[Source data]
══════════════════════════════

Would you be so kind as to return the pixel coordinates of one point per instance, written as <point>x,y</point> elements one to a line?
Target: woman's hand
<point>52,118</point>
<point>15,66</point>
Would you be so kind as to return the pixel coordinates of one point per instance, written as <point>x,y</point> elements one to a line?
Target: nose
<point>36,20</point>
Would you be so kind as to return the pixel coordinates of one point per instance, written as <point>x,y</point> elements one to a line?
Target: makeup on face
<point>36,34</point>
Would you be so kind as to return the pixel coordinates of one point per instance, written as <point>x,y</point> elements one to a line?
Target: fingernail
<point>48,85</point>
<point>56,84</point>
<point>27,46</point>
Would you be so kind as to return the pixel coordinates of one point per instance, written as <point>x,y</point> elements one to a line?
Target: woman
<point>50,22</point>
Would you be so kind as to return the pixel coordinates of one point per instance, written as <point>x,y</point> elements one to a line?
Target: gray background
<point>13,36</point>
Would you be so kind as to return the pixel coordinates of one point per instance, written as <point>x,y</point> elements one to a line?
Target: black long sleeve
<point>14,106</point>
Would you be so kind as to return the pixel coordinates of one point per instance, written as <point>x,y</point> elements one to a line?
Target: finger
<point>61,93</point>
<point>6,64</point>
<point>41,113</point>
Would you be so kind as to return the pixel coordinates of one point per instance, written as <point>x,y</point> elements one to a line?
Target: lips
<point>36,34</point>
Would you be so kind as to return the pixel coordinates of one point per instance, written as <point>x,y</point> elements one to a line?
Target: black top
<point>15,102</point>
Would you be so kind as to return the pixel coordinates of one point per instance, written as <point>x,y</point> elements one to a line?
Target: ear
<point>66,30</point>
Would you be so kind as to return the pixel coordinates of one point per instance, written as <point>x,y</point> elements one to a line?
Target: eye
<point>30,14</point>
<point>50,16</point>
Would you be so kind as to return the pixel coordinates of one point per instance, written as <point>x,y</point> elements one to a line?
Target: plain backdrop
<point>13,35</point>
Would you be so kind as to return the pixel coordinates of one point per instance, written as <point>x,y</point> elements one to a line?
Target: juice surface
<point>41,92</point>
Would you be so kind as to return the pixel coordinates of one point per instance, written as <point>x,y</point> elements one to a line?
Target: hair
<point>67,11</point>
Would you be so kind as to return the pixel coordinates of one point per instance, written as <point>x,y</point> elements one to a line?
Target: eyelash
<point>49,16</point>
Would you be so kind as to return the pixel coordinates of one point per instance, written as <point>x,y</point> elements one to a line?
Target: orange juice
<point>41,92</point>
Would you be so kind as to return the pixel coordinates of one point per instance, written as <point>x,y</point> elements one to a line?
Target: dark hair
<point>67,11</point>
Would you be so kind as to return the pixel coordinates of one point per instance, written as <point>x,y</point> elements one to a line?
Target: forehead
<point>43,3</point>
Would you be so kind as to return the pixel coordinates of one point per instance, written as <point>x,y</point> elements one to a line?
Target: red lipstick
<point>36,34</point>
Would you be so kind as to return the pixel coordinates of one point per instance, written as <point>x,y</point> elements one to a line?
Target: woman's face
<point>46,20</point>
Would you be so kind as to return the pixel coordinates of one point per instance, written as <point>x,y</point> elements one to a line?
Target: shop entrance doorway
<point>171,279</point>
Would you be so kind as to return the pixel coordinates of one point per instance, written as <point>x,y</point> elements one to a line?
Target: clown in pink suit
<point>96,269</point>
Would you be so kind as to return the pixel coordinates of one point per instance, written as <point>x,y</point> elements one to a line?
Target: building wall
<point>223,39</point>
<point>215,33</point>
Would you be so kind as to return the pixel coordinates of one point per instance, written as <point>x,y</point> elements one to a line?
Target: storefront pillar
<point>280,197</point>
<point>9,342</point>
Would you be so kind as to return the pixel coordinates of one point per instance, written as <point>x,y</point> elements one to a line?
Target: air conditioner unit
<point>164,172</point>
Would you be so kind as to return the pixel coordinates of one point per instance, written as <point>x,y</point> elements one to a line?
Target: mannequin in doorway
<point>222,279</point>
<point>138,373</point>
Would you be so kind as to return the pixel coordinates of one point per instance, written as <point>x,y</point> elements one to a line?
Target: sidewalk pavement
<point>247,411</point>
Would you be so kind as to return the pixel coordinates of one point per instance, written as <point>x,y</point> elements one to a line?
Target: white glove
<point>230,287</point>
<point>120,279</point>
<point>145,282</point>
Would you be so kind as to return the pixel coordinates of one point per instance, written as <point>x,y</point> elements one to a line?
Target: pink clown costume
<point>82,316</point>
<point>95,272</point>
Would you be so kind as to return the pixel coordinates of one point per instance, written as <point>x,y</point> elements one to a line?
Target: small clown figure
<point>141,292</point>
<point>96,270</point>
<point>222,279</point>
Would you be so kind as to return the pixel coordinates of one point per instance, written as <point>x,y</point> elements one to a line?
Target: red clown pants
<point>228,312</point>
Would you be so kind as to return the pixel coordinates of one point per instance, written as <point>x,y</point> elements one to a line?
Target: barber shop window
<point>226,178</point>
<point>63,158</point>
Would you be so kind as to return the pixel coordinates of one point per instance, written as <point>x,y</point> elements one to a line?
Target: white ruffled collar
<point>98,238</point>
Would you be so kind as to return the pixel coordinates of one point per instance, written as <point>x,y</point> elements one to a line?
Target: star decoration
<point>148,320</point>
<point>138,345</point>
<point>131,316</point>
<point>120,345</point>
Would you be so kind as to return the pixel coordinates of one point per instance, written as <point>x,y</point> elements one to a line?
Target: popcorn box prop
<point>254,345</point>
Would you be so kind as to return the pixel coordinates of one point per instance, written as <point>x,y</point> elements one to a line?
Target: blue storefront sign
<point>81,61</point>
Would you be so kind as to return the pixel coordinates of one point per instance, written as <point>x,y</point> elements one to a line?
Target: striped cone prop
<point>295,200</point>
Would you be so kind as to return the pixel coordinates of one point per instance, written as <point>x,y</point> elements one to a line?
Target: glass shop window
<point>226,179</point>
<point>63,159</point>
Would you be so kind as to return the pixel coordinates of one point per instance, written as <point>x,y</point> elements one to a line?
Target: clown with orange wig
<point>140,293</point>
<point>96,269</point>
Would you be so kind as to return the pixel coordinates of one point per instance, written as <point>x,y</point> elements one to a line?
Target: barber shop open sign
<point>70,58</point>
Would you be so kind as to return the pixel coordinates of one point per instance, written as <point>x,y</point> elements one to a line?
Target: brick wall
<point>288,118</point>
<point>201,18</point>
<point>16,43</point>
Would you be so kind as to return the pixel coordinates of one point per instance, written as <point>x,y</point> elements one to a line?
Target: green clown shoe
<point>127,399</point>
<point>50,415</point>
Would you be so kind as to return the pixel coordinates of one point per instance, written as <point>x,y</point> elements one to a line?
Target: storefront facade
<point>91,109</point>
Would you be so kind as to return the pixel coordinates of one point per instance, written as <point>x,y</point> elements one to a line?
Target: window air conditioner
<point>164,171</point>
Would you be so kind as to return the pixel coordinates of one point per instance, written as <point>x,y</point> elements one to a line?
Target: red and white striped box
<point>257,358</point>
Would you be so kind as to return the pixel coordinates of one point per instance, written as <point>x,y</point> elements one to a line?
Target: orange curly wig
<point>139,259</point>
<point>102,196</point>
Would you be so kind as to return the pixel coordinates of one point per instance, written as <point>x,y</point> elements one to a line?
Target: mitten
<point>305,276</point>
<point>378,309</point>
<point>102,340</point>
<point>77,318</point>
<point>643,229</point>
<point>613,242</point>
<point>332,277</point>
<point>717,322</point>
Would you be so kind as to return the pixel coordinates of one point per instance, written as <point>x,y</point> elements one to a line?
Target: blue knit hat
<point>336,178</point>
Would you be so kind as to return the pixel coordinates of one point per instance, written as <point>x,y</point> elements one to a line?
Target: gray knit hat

══════════════════════════════

- **PROBLEM STATEMENT**:
All of the data needs to be printed once more, exactly.

- **ANSWER SPACE**:
Would you be so kind as to return the pixel coordinates of one point per instance, written as <point>x,y</point> elements one to a line?
Target: woman's hand
<point>52,118</point>
<point>15,66</point>
Would you be so kind as to return the pixel coordinates of one point per instance, written as <point>x,y</point> elements one to a line?
Target: nose
<point>36,20</point>
Would you be so kind as to return the pixel coordinates of one point per instance, written as <point>x,y</point> elements one to a line?
Target: makeup on face
<point>36,34</point>
Would you be so kind as to return the pixel coordinates of one point per instance, written as <point>x,y</point> elements one to a line?
Target: fingernail
<point>48,85</point>
<point>56,84</point>
<point>27,46</point>
Would you be so kind as to return the pixel coordinates of one point per instance, written as <point>x,y</point> elements one to a line?
Target: woman
<point>50,22</point>
Would you be so kind as to return the pixel coordinates of one point per instance, written as <point>x,y</point> elements one to a line?
Target: gray background
<point>13,36</point>
Would you be so kind as to return the pixel coordinates of one point per instance, written as <point>x,y</point> elements one to a line?
Target: black long sleeve
<point>14,106</point>
Would you be so kind as to return the pixel coordinates of one point per instance, written as <point>x,y</point> elements one to a line?
Target: finger
<point>61,93</point>
<point>6,64</point>
<point>41,113</point>
Would you be so kind as to return the pixel coordinates of one point per instance, written as <point>x,y</point> elements one to a line?
Target: lips
<point>36,34</point>
Would you be so kind as to return the pixel coordinates of one point per instance, written as <point>x,y</point> elements one to a line?
Target: black top
<point>15,102</point>
Would you be so kind as to return the pixel coordinates of one point per instance, written as <point>x,y</point> elements one to a line?
Target: ear
<point>66,30</point>
Would you be so kind as to return the pixel coordinates of one point per instance, written as <point>x,y</point> elements one to a line?
Target: eye
<point>30,14</point>
<point>50,16</point>
Would you be so kind as to return the pixel coordinates of one point per instance, written as <point>x,y</point> elements one to a line?
Target: plain backdrop
<point>13,35</point>
Would you be so kind as to return the pixel coordinates of one point per instance, written as <point>x,y</point> elements one to a line?
Target: juice surface
<point>41,92</point>
Would you be so kind as to return the pixel coordinates of one point per instance, written as <point>x,y</point> elements one to a line?
Target: hair
<point>67,11</point>
Would you be so kind as to return the pixel coordinates of one point per instance, written as <point>x,y</point> elements one to a line?
Target: eyelash
<point>49,16</point>
Would you be so kind as to return the pixel coordinates of one point per instance, written as <point>x,y</point> elements one to a line?
Target: orange juice
<point>41,92</point>
Would you be so kind as to return the pixel coordinates of one point per instance, written as <point>x,y</point> elements one to a line?
Target: dark hair
<point>67,11</point>
Would you be so kind as to return the pixel coordinates of one point per instance, written as <point>x,y</point> elements one to a line?
Target: forehead
<point>43,3</point>
Would you be so kind as to return the pixel coordinates of one point per instance, written as <point>x,y</point> elements one to a line?
Target: red lipstick
<point>36,34</point>
Would you be so kind as to return the pixel coordinates of one point per instance, written as <point>x,y</point> elements one to a line?
Target: woman's face
<point>46,20</point>
Would you be so kind as to return the pixel coordinates of one point per instance, written as <point>x,y</point> elements one to a line?
Target: shop entrance doorway
<point>171,279</point>
Would you be so kind as to return the pixel coordinates of one point per instance, written as <point>x,y</point> elements one to a line?
Target: clown in pink suit
<point>96,269</point>
Would you be so kind as to return the pixel coordinates of one point per instance, written as <point>x,y</point> elements one to a line?
Target: building wall
<point>223,39</point>
<point>215,33</point>
Would you be so kind as to return the pixel coordinates of one point per instance, written as <point>x,y</point> elements one to a line?
Target: storefront pillar
<point>280,197</point>
<point>9,342</point>
Would you be so kind as to return the pixel coordinates of one point per instance, written as <point>x,y</point> elements one to a line?
Target: air conditioner unit
<point>164,172</point>
Would you be so kind as to return the pixel coordinates of one point per instance, written as <point>x,y</point> elements one to a line?
Target: mannequin in doorway
<point>222,279</point>
<point>138,373</point>
Would you be so kind as to return the pixel coordinates of one point per instance, written as <point>x,y</point> elements one to a line?
Target: sidewalk pavement
<point>247,411</point>
Would you be so kind as to return the pixel coordinates of one point per instance, written as <point>x,y</point> elements one to a line?
Target: white glove
<point>230,287</point>
<point>120,279</point>
<point>145,282</point>
Would you be so kind as to return the pixel coordinates of one point per instance, written as <point>x,y</point> elements one to a line?
Target: pink clown costume
<point>82,316</point>
<point>95,272</point>
Would you be so kind as to return the pixel coordinates of one point per instance, written as <point>x,y</point> elements one to a line?
Target: small clown figure
<point>141,292</point>
<point>96,270</point>
<point>222,279</point>
Would you be so kind as to return the pixel coordinates of one point per instance, written as <point>x,y</point> elements one to a line?
Target: red clown pants
<point>228,312</point>
Would you be so kind as to return the pixel coordinates of one point per instance, written as <point>x,y</point> elements one to a line?
Target: barber shop window
<point>226,178</point>
<point>63,158</point>
Would you be so kind as to return the pixel coordinates of one point per instance, written as <point>x,y</point> elements one to a line?
Target: white ruffled collar
<point>98,238</point>
Would you be so kind as to return the pixel coordinates of one point per instance, written as <point>x,y</point> elements one to a line?
Target: star decoration
<point>148,320</point>
<point>138,345</point>
<point>131,316</point>
<point>120,345</point>
Would you be so kind as to return the pixel coordinates of one point per instance, written as <point>x,y</point> elements one to a line?
Target: popcorn box prop
<point>254,345</point>
Would you be so kind as to return the pixel coordinates of one point per instance, written as <point>x,y</point> elements one to a line?
Target: blue storefront sign
<point>81,61</point>
Would you be so kind as to return the pixel coordinates of one point per instance, written as <point>x,y</point> elements one to a line?
Target: striped cone prop
<point>295,200</point>
Would you be so kind as to return the pixel coordinates of one point per instance, written as <point>x,y</point> elements one to a line?
Target: glass shop window
<point>226,179</point>
<point>63,159</point>
Would you be so kind as to return the pixel coordinates of one point per instance, written as <point>x,y</point> elements one to a line?
Target: clown with orange wig
<point>140,293</point>
<point>96,269</point>
Would you be so kind as to return the pixel coordinates of one point per instance, written as <point>x,y</point> elements one to a line?
Target: barber shop open sign
<point>70,58</point>
Would you be so kind as to return the pixel coordinates of one point per instance, written as <point>x,y</point> elements one to a line?
Target: brick wall
<point>288,118</point>
<point>201,18</point>
<point>16,43</point>
Would you be so kind as to return the pixel coordinates of one point per instance, written as <point>x,y</point> elements one to a line?
Target: green clown shoe
<point>127,399</point>
<point>50,415</point>
Would you be so kind as to return the pixel coordinates of one point per instance, written as <point>x,y</point> elements one to a line?
Target: storefront facade
<point>91,109</point>
Would you be so kind as to return the pixel coordinates of one point per instance, written as <point>x,y</point> elements one to a line?
Target: window air conditioner
<point>164,171</point>
Would you be so kind as to return the pixel coordinates of one point per instance, written as <point>x,y</point> elements one to a line?
Target: red and white striped box
<point>257,358</point>
Would you be so kind as to return the pixel coordinates of one point per instance, written as <point>x,y</point> elements one to a line?
Target: orange curly wig
<point>139,259</point>
<point>102,196</point>
Would you be so kind as to return the pixel coordinates of one point per instance, written as <point>x,y</point> elements one to a line?
Target: mitten
<point>305,276</point>
<point>378,309</point>
<point>102,340</point>
<point>77,318</point>
<point>643,229</point>
<point>613,242</point>
<point>332,277</point>
<point>717,322</point>
Would you be so kind as to return the pixel coordinates of one point per instance, written as <point>x,y</point> elements one to a line?
Target: blue knit hat
<point>336,178</point>
Would you be so kind as to return the pixel coordinates of one point per instance, written as <point>x,y</point> elements one to a line?
Target: gray knit hat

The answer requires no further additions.